Set problem ::
Print the data below line for line without any changes, leaving out the pictures.

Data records
^^^^^^^^

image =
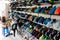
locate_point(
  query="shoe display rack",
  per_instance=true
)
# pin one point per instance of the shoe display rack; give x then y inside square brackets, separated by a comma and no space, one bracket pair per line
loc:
[35,33]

^^^^^^^^

Correct result ::
image =
locate_point(
  query="shoe display rack",
  per_instance=true
)
# pin one point per instance of the shoe display rack; give x then y inside square brackets, separated by a comma and no space, one bracket pair per line
loc:
[35,33]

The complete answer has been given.